Look for the line containing "head with a bounding box." in the listing below; from there, output every line exactly, the last one included.

===== DATA FOR THIS EXERCISE

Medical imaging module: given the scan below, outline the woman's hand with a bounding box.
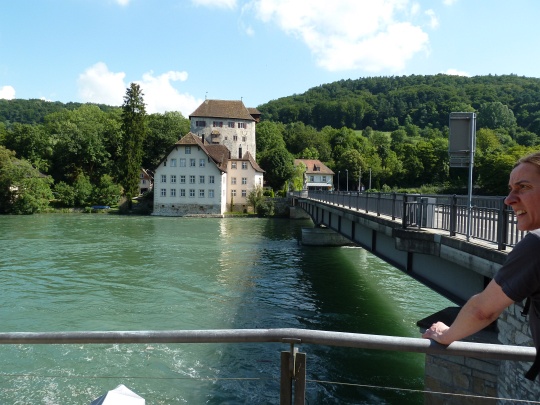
[422,321,451,345]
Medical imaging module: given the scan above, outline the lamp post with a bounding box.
[346,169,348,192]
[369,168,372,190]
[337,171,340,192]
[359,168,362,191]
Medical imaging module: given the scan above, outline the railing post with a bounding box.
[402,193,408,229]
[497,197,508,251]
[377,192,381,216]
[450,194,457,237]
[280,339,305,405]
[391,192,396,220]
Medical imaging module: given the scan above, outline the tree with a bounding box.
[144,111,189,169]
[258,147,295,190]
[477,102,517,130]
[246,185,265,214]
[119,83,147,209]
[0,145,53,214]
[255,121,286,155]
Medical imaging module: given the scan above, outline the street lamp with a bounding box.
[346,169,349,192]
[369,168,372,190]
[337,171,340,192]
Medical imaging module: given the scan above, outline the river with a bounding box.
[0,214,452,404]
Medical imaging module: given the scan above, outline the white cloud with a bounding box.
[248,0,431,72]
[191,0,237,9]
[425,9,439,29]
[444,68,470,77]
[78,62,127,106]
[77,62,202,116]
[0,85,16,100]
[136,70,202,115]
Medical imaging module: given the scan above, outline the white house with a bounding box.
[153,100,264,216]
[294,159,334,191]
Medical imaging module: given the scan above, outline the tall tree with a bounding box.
[119,83,147,209]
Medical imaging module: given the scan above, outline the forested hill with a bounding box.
[257,74,540,134]
[0,99,118,125]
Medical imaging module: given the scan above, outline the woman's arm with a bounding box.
[422,279,514,345]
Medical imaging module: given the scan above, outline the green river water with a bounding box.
[0,214,452,404]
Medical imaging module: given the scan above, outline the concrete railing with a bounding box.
[0,328,536,404]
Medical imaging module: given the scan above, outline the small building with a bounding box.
[138,169,153,195]
[294,159,334,191]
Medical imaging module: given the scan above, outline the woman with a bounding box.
[422,151,540,380]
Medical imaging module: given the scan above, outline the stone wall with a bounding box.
[152,203,223,217]
[496,305,540,403]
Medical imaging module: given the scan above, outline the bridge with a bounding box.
[291,190,539,402]
[291,190,522,305]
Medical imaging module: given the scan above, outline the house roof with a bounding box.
[189,99,255,121]
[156,132,229,172]
[243,151,265,173]
[294,159,335,175]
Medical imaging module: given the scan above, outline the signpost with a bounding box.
[449,112,476,241]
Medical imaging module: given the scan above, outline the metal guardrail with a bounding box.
[0,328,536,404]
[296,191,525,250]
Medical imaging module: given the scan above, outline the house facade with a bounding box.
[153,100,264,216]
[294,159,334,191]
[190,99,257,160]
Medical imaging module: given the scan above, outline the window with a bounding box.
[180,158,186,167]
[199,175,205,184]
[171,175,177,183]
[213,121,223,127]
[209,175,215,184]
[242,162,248,170]
[231,177,237,185]
[242,136,246,142]
[231,162,237,169]
[180,175,186,184]
[185,146,191,154]
[238,122,247,129]
[228,121,235,128]
[322,176,327,182]
[199,189,205,198]
[170,159,177,167]
[189,189,195,197]
[190,159,196,167]
[242,177,247,185]
[209,189,214,198]
[310,176,315,182]
[196,121,206,127]
[199,159,205,167]
[161,175,167,183]
[170,189,176,197]
[242,190,247,197]
[180,189,186,197]
[160,188,166,197]
[189,175,196,184]
[233,135,238,141]
[231,190,237,197]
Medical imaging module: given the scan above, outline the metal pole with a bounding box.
[337,171,340,192]
[369,168,372,190]
[466,114,476,241]
[346,169,348,192]
[358,168,361,191]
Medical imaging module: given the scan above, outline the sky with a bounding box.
[1,0,540,118]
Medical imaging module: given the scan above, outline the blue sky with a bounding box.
[1,0,540,117]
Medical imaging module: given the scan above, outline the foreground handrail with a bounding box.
[0,328,535,362]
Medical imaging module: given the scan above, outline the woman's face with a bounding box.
[505,162,540,231]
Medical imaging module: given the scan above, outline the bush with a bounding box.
[256,199,275,217]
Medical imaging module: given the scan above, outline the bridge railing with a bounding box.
[0,328,535,404]
[295,191,525,250]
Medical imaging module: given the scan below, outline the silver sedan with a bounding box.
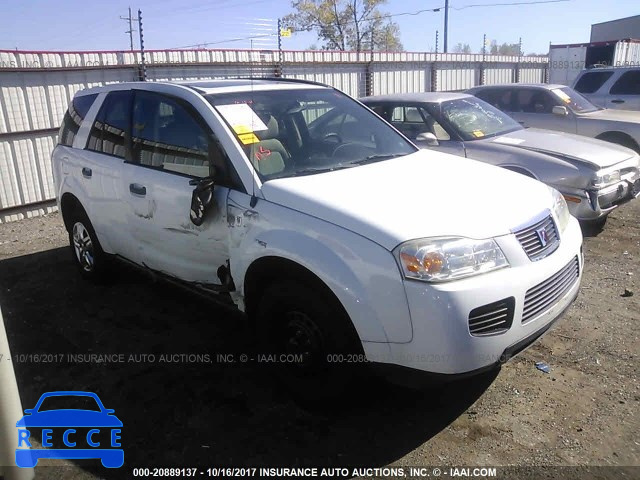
[466,83,640,153]
[360,92,640,225]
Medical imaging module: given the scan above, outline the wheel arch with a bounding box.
[60,192,86,232]
[596,131,640,153]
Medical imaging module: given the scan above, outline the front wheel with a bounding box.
[256,282,367,405]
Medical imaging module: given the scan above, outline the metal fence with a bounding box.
[0,48,548,223]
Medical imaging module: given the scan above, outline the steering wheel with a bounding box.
[331,142,359,159]
[323,132,343,144]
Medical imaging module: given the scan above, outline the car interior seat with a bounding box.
[249,116,290,176]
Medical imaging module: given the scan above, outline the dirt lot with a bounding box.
[0,202,638,480]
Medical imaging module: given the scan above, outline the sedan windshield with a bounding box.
[207,88,416,181]
[550,87,599,113]
[435,97,522,141]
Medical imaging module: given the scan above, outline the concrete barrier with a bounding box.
[0,305,34,480]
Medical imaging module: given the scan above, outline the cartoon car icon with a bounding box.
[15,391,123,468]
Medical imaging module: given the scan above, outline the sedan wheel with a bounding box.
[72,222,95,272]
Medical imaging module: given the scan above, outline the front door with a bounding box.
[124,90,233,284]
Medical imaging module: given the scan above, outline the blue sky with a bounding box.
[1,0,638,54]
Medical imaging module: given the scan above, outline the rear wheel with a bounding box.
[256,281,366,405]
[67,208,110,282]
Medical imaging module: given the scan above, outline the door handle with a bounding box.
[611,99,625,104]
[82,167,92,178]
[129,183,146,196]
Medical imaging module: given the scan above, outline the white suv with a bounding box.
[572,66,640,111]
[52,79,583,396]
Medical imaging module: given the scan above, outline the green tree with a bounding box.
[453,43,471,53]
[283,0,403,52]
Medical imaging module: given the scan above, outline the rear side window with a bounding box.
[574,71,613,94]
[86,91,133,159]
[57,94,98,147]
[610,71,640,95]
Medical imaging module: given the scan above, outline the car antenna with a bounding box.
[249,39,258,208]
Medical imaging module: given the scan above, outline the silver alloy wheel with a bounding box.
[72,222,94,272]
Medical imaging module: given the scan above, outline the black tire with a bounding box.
[255,281,366,405]
[597,133,640,154]
[67,207,110,282]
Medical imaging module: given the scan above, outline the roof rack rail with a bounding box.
[251,76,331,88]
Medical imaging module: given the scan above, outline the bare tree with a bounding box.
[283,0,403,52]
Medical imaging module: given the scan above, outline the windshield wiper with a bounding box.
[352,152,408,165]
[289,164,357,177]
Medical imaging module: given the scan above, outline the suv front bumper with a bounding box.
[362,217,583,376]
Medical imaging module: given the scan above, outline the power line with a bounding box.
[452,0,570,9]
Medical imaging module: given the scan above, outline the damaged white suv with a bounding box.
[52,79,583,395]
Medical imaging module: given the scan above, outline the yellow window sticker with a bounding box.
[553,89,572,103]
[238,132,260,145]
[472,130,485,138]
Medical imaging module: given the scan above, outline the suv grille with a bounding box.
[469,297,515,336]
[514,214,559,261]
[523,256,579,324]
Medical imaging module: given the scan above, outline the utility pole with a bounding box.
[435,30,439,54]
[443,0,449,53]
[138,9,146,81]
[120,7,139,51]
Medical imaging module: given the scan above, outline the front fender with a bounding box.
[232,227,413,344]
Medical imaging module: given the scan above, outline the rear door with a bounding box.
[82,90,139,262]
[124,89,238,284]
[606,70,640,110]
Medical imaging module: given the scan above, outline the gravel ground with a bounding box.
[0,202,638,480]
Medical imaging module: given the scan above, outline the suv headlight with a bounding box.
[550,187,570,233]
[394,237,509,283]
[592,170,621,188]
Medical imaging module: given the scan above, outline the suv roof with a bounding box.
[76,77,329,97]
[469,83,566,91]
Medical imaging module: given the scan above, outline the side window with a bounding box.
[86,91,132,159]
[131,91,241,187]
[475,89,512,112]
[58,94,98,147]
[515,89,557,114]
[574,71,613,94]
[388,106,449,141]
[610,71,640,95]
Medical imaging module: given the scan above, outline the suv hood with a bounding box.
[583,108,640,124]
[261,150,554,250]
[489,128,636,169]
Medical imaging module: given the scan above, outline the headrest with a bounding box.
[261,116,279,139]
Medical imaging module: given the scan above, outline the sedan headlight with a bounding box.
[394,237,509,283]
[592,170,621,188]
[550,186,570,233]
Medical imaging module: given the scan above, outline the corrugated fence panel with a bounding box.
[437,66,478,91]
[371,63,430,95]
[0,49,549,221]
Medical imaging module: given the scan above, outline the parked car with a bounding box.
[361,92,640,226]
[466,83,640,153]
[572,66,640,111]
[53,79,583,398]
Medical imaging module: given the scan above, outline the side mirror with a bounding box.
[552,106,569,117]
[23,409,33,415]
[189,170,216,226]
[416,132,439,146]
[104,409,115,414]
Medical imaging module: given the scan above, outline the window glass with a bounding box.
[436,97,522,141]
[514,89,557,113]
[574,71,613,94]
[132,91,210,178]
[387,106,450,141]
[207,89,416,181]
[474,89,513,112]
[86,91,132,159]
[610,71,640,95]
[57,94,98,147]
[549,87,598,113]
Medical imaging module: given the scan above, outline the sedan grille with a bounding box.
[469,297,515,336]
[514,214,559,261]
[522,256,579,324]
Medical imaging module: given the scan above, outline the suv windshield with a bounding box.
[207,88,416,181]
[550,87,599,113]
[434,97,522,141]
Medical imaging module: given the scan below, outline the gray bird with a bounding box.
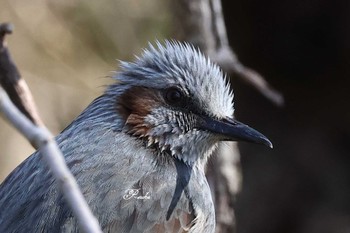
[0,41,271,233]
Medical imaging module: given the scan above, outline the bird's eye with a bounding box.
[165,87,184,105]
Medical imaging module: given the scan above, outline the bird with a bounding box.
[0,41,272,233]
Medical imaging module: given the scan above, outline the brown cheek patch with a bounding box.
[117,86,162,137]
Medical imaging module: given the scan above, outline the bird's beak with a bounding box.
[197,116,273,148]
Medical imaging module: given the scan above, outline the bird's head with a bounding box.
[109,41,272,166]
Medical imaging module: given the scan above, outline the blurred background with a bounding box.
[1,0,349,232]
[0,0,170,179]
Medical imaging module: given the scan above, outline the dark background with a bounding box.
[222,0,350,232]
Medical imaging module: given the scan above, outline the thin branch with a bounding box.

==========

### ANSWER BOX
Medical imaging module: given the scan above, outline the bird's head with a bounding box.
[109,41,272,166]
Medical imaging module: given the scan above, outline the blurred background with a bounding box.
[1,0,349,232]
[0,0,170,179]
Medical imaging module: given the scan above, outline the dark background with a bounding box.
[222,0,350,232]
Medical imaging module: given the scan above, outline the thin branch with a bounding box.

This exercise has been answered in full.